Image-grounded pointing data
▼

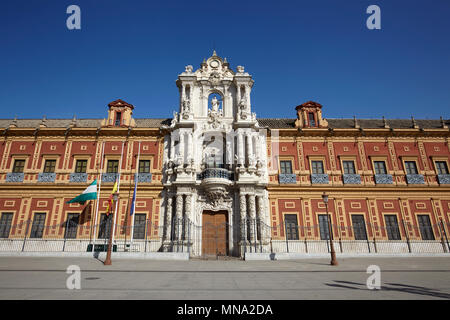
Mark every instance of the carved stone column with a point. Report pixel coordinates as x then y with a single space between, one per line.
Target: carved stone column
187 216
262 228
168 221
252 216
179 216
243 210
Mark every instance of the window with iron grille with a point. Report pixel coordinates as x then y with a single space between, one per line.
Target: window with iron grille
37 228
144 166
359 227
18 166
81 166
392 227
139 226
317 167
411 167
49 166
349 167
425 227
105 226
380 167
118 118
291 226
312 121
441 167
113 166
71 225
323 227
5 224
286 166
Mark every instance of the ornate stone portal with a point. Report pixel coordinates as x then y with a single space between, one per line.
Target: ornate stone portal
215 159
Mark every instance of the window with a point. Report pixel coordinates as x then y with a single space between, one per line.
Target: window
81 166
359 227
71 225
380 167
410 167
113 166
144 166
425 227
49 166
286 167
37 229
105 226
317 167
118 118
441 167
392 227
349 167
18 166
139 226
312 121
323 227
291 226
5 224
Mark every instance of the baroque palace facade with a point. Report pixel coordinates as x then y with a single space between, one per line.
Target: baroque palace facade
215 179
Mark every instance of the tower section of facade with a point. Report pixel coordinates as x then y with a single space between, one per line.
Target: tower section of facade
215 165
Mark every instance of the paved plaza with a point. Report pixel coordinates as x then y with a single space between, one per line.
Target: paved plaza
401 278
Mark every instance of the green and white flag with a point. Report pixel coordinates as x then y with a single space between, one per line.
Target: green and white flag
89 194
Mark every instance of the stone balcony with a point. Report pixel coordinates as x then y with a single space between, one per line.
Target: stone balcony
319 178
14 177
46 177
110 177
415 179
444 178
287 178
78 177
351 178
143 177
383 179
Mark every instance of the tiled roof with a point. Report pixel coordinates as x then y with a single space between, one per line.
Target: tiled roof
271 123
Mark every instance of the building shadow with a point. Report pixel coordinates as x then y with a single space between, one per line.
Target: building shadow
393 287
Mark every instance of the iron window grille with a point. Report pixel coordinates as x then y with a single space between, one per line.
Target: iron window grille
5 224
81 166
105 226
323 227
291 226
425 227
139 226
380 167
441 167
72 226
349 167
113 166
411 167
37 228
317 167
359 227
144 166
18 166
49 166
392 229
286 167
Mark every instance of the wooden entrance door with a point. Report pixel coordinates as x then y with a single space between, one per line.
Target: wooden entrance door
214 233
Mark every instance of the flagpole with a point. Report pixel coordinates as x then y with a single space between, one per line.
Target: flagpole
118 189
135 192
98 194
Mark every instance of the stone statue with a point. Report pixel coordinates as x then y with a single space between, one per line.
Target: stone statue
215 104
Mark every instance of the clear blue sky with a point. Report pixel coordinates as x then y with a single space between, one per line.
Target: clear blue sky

▲
▼

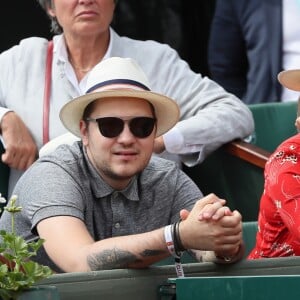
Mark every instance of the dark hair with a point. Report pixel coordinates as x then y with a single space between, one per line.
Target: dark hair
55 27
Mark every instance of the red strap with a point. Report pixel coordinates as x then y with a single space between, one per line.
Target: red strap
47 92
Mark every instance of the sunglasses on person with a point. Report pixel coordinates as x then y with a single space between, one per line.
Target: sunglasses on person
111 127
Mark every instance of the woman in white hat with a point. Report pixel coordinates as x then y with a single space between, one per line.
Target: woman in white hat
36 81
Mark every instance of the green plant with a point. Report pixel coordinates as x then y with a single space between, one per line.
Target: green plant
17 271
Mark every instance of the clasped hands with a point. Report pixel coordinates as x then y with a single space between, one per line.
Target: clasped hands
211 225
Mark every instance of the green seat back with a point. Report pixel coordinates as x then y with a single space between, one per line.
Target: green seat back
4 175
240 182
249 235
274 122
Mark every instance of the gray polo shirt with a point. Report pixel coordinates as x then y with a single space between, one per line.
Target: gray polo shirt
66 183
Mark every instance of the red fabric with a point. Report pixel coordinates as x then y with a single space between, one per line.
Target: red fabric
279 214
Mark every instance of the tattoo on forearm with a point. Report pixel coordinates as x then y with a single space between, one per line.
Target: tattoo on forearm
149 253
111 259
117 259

▲

Your task is to retype the entries verbatim, starting with the line that holds "Mark every instance of the window with a" and stopping after the line that holds "Mark every instance of the flagpole".

Answer to the problem:
Mark every instance of the window with a point. Report pixel coordinates as x then y with a single space between, one per line.
Target: window
81 166
359 227
71 225
380 167
410 167
113 166
144 166
425 227
49 166
286 167
37 229
105 226
317 167
118 118
441 167
392 227
349 167
18 166
139 226
312 121
323 227
291 226
5 224
Mark every instance of the baroque palace facade with a point. Report pixel coordinates as x then y with a single space between, one per line.
Target: baroque palace facade
215 179
Mark every instance of the tower section of facade with a point. Report pixel coordinates as x then y with a single space between, one per line.
Target: tower section of facade
215 165
Mark every instance of the paved plaza with a point. Report pixel coordinates as x then y with a single space between, one per line.
Target: paved plaza
401 278
Mark every instance of the green and white flag with a point. Report pixel coordinates as x then y with a single space between, one per line.
Target: green and white flag
89 194
Mark every instance of the stone balcony with a point. Report pixel coordinates as x then y with a single space between, one per line.
Target: stone balcony
319 178
14 177
46 177
110 177
415 179
444 178
287 178
78 177
351 178
143 177
383 179
Mark every instance of the tiled roof with a point. Report pixel coordinates as x then y with a single space between, one per line.
Target: tiled roof
271 123
Mark every instance of the building shadow with a point. Report pixel coordinates as x then y with a single space between, one per line.
Target: building shadow
393 287
Mark every instance of the iron window grille with a point. Report pixel coordinates as x then y with a single space between, one per line.
Target: iron window grille
5 224
81 166
105 226
323 227
291 226
425 227
139 226
380 167
441 167
72 226
349 167
113 166
411 167
37 228
317 167
359 227
144 166
18 166
49 166
392 229
286 167
Mark every instance of the wooden entrance door with a point. Report pixel coordinates as x then y with a single space between, one per line.
Target: wooden entrance door
214 233
Mark every instance of the flagpole with a point. Report pixel coordinates as x then y with a single space between, one per line.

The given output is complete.